DATASET RECORDS >>
BEGIN

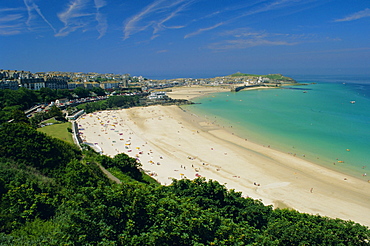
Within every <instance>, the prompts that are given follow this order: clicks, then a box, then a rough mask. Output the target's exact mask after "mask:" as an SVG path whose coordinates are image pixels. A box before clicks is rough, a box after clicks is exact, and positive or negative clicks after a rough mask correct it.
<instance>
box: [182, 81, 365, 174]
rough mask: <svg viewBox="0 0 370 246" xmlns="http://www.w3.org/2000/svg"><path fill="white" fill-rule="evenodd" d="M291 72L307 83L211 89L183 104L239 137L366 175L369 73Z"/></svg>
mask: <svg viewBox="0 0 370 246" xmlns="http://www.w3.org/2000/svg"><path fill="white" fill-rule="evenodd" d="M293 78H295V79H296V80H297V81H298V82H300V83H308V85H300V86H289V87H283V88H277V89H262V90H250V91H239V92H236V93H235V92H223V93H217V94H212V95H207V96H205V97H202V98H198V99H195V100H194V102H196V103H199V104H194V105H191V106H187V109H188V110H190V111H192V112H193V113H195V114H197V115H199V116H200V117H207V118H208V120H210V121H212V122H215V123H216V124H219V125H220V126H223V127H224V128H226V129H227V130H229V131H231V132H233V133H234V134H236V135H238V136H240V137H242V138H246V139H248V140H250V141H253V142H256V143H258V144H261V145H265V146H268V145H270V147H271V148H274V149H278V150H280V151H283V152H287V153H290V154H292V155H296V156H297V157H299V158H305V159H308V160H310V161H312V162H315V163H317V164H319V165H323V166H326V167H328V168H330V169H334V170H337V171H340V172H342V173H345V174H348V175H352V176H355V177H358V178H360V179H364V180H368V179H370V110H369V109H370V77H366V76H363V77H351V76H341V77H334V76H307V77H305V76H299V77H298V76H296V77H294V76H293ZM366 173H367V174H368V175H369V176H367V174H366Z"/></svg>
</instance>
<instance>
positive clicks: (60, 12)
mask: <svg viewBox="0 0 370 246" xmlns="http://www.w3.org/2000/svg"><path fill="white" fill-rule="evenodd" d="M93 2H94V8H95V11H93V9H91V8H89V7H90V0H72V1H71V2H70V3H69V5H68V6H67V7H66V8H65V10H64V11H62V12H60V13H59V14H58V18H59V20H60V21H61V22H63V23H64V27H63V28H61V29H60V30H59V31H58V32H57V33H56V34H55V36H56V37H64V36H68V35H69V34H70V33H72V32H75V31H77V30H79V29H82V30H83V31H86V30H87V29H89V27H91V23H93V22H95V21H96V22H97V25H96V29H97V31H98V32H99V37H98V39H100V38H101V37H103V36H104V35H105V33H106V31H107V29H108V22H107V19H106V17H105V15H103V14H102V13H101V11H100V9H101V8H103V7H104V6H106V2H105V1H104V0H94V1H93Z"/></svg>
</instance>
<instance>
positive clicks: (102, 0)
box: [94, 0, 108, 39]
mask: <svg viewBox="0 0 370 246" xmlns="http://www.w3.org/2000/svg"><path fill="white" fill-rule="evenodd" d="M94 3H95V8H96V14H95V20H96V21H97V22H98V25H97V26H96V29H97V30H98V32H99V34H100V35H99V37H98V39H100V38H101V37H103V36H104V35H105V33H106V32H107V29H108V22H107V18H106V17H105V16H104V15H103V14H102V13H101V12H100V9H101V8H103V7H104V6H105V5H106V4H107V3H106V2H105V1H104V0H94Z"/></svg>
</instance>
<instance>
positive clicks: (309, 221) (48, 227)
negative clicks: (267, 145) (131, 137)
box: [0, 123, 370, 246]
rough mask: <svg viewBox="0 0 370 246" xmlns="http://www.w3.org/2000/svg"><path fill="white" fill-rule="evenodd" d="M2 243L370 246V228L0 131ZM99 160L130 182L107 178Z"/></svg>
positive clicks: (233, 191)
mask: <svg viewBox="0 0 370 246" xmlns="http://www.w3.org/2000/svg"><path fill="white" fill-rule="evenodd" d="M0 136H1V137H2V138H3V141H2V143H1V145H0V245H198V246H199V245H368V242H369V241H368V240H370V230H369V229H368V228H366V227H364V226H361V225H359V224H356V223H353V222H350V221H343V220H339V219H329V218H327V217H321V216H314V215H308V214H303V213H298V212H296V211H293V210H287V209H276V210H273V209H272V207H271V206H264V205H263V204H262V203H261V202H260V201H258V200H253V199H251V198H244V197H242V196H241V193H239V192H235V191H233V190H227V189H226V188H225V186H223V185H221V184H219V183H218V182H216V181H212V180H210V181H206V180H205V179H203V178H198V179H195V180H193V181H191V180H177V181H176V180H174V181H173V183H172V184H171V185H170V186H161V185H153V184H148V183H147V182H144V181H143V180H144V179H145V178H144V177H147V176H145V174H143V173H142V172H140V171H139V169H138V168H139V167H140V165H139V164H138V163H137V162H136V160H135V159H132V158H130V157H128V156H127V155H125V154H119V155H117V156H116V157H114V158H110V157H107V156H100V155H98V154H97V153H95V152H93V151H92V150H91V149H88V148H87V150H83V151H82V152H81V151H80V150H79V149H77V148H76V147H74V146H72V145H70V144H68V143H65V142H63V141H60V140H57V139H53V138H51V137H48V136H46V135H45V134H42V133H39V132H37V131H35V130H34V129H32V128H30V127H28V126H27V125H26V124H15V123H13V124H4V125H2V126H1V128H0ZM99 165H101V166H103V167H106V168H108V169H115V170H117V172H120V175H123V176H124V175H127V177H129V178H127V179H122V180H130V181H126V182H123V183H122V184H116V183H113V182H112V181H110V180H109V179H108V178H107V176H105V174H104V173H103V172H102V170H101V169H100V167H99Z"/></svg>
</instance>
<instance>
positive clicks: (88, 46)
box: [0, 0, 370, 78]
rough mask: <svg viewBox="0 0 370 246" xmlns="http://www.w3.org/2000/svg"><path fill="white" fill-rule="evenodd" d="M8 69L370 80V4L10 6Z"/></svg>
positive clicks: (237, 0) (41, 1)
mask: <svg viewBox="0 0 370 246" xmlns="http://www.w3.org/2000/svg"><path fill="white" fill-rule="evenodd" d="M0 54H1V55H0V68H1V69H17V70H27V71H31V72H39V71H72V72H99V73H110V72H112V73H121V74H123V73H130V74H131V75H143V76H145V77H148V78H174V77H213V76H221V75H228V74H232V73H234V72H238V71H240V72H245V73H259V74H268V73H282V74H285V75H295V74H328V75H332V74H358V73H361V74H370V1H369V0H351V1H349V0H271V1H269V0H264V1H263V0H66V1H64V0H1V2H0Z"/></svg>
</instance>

END

GOAL OF THE EXERCISE >> Can you give the data above again, replacing each "positive clicks" with "foreground clicks", changing nothing else, and leaving the pictures out?

SOLUTION >>
Within every <instance>, the prompts that are given follow this order: clicks, then a box, then a rough mask. Output the target's exact mask after "mask:" as an SVG path whose coordinates are image pixels. A box before clicks is rough, a box after clicks is exact, and positive or negative clicks after a rough mask correct it.
<instance>
box: [182, 81, 365, 174]
rough mask: <svg viewBox="0 0 370 246" xmlns="http://www.w3.org/2000/svg"><path fill="white" fill-rule="evenodd" d="M291 72L307 83L211 89L183 104L239 137L366 175L369 73Z"/></svg>
mask: <svg viewBox="0 0 370 246" xmlns="http://www.w3.org/2000/svg"><path fill="white" fill-rule="evenodd" d="M293 78H295V79H296V80H297V81H298V82H300V83H308V85H300V86H289V87H283V88H277V89H262V90H250V91H239V92H236V93H235V92H223V93H217V94H212V95H207V96H205V97H202V98H198V99H195V100H194V102H196V103H199V104H194V105H191V106H187V109H188V110H190V111H192V112H193V113H195V114H197V115H199V116H200V117H207V118H208V120H210V121H212V122H215V123H216V124H219V125H220V126H223V127H224V128H226V129H227V130H229V131H231V132H233V133H234V134H236V135H238V136H240V137H242V138H246V139H248V140H250V141H253V142H256V143H258V144H261V145H265V146H268V145H270V147H271V148H274V149H278V150H280V151H283V152H287V153H290V154H292V155H296V156H297V157H299V158H305V159H308V160H310V161H312V162H315V163H317V164H319V165H323V166H326V167H328V168H330V169H334V170H337V171H340V172H342V173H345V174H348V175H352V176H355V177H358V178H360V179H364V180H368V179H370V110H369V109H370V77H366V76H363V77H351V76H341V77H334V76H307V77H305V76H299V77H298V76H296V77H294V76H293ZM366 173H367V174H368V175H369V176H367V174H366Z"/></svg>
</instance>
<instance>
foreground clicks: (60, 12)
mask: <svg viewBox="0 0 370 246" xmlns="http://www.w3.org/2000/svg"><path fill="white" fill-rule="evenodd" d="M93 2H94V8H95V11H93V9H91V8H89V7H90V0H72V1H71V2H70V3H69V5H68V6H67V7H66V8H65V10H64V11H62V12H60V13H59V14H58V18H59V20H60V21H61V22H63V23H64V27H63V28H61V29H60V30H59V31H58V32H57V33H56V34H55V36H56V37H64V36H68V35H69V34H70V33H72V32H75V31H77V30H79V29H82V30H83V31H86V30H87V29H89V27H91V23H93V22H95V21H96V22H97V25H96V29H97V31H98V32H99V37H98V39H100V38H101V37H103V36H104V35H105V33H106V31H107V29H108V22H107V19H106V17H105V15H103V14H102V13H101V11H100V9H101V8H103V7H104V6H106V2H105V1H104V0H94V1H93Z"/></svg>
</instance>
<instance>
foreground clicks: (102, 0)
box: [94, 0, 108, 39]
mask: <svg viewBox="0 0 370 246" xmlns="http://www.w3.org/2000/svg"><path fill="white" fill-rule="evenodd" d="M94 3H95V8H96V14H95V20H96V21H97V22H98V25H97V26H96V29H97V30H98V32H99V34H100V35H99V37H98V39H100V38H101V37H103V36H104V35H105V33H106V32H107V29H108V22H107V18H106V17H105V16H104V15H103V14H102V13H101V12H100V9H101V8H103V7H104V6H105V5H106V4H107V3H106V2H105V1H104V0H94Z"/></svg>
</instance>
<instance>
foreground clicks: (309, 221) (48, 227)
negative clicks: (267, 145) (131, 137)
box: [0, 123, 370, 246]
rough mask: <svg viewBox="0 0 370 246" xmlns="http://www.w3.org/2000/svg"><path fill="white" fill-rule="evenodd" d="M2 243L370 246V228L0 131ZM99 160L130 182L107 178Z"/></svg>
foreground clicks: (233, 191)
mask: <svg viewBox="0 0 370 246" xmlns="http://www.w3.org/2000/svg"><path fill="white" fill-rule="evenodd" d="M0 136H1V137H2V138H3V141H2V143H1V145H0V245H198V246H199V245H368V242H369V241H368V240H370V230H369V229H368V228H366V227H364V226H361V225H359V224H356V223H353V222H350V221H343V220H339V219H329V218H327V217H321V216H314V215H308V214H303V213H298V212H296V211H293V210H287V209H276V210H273V209H272V207H271V206H264V205H263V204H262V203H261V202H260V201H258V200H253V199H251V198H244V197H242V196H241V193H239V192H235V191H233V190H227V189H226V188H225V186H223V185H221V184H219V183H218V182H216V181H212V180H210V181H206V180H205V179H203V178H198V179H195V180H193V181H191V180H177V181H176V180H174V181H173V183H172V184H171V185H170V186H161V185H153V184H148V183H147V182H144V181H143V180H144V179H145V178H144V177H147V176H145V174H143V173H142V172H140V171H139V169H138V168H139V167H140V165H139V164H138V163H137V162H136V160H135V159H132V158H130V157H128V156H127V155H125V154H119V155H117V156H116V157H114V158H110V157H107V156H100V155H98V154H97V153H95V152H93V151H92V150H91V149H88V148H87V150H83V151H82V152H81V151H80V150H79V149H77V148H76V147H74V146H72V145H70V144H68V143H65V142H63V141H60V140H57V139H53V138H51V137H48V136H46V135H45V134H42V133H39V132H37V131H35V130H34V129H32V128H30V127H28V126H27V125H26V124H15V123H13V124H4V125H2V126H1V128H0ZM99 165H101V166H103V167H106V168H108V169H115V170H117V172H120V175H123V176H124V175H127V177H129V178H127V179H122V180H130V181H126V182H123V183H122V184H116V183H113V182H112V181H110V180H109V179H108V178H107V176H105V174H104V173H103V172H102V170H101V169H100V167H99Z"/></svg>
</instance>
<instance>
foreground clicks: (88, 46)
box: [0, 0, 370, 78]
rough mask: <svg viewBox="0 0 370 246" xmlns="http://www.w3.org/2000/svg"><path fill="white" fill-rule="evenodd" d="M8 69L370 80V4L10 6Z"/></svg>
foreground clicks: (237, 0) (41, 1)
mask: <svg viewBox="0 0 370 246" xmlns="http://www.w3.org/2000/svg"><path fill="white" fill-rule="evenodd" d="M0 54H1V55H0V68H1V69H17V70H27V71H31V72H39V71H72V72H99V73H110V72H112V73H121V74H123V73H130V74H131V75H143V76H145V77H148V78H174V77H213V76H221V75H228V74H232V73H234V72H238V71H240V72H245V73H259V74H268V73H282V74H285V75H295V74H328V75H332V74H358V73H361V74H370V1H369V0H351V1H349V0H271V1H269V0H264V1H263V0H66V1H64V0H1V2H0Z"/></svg>
</instance>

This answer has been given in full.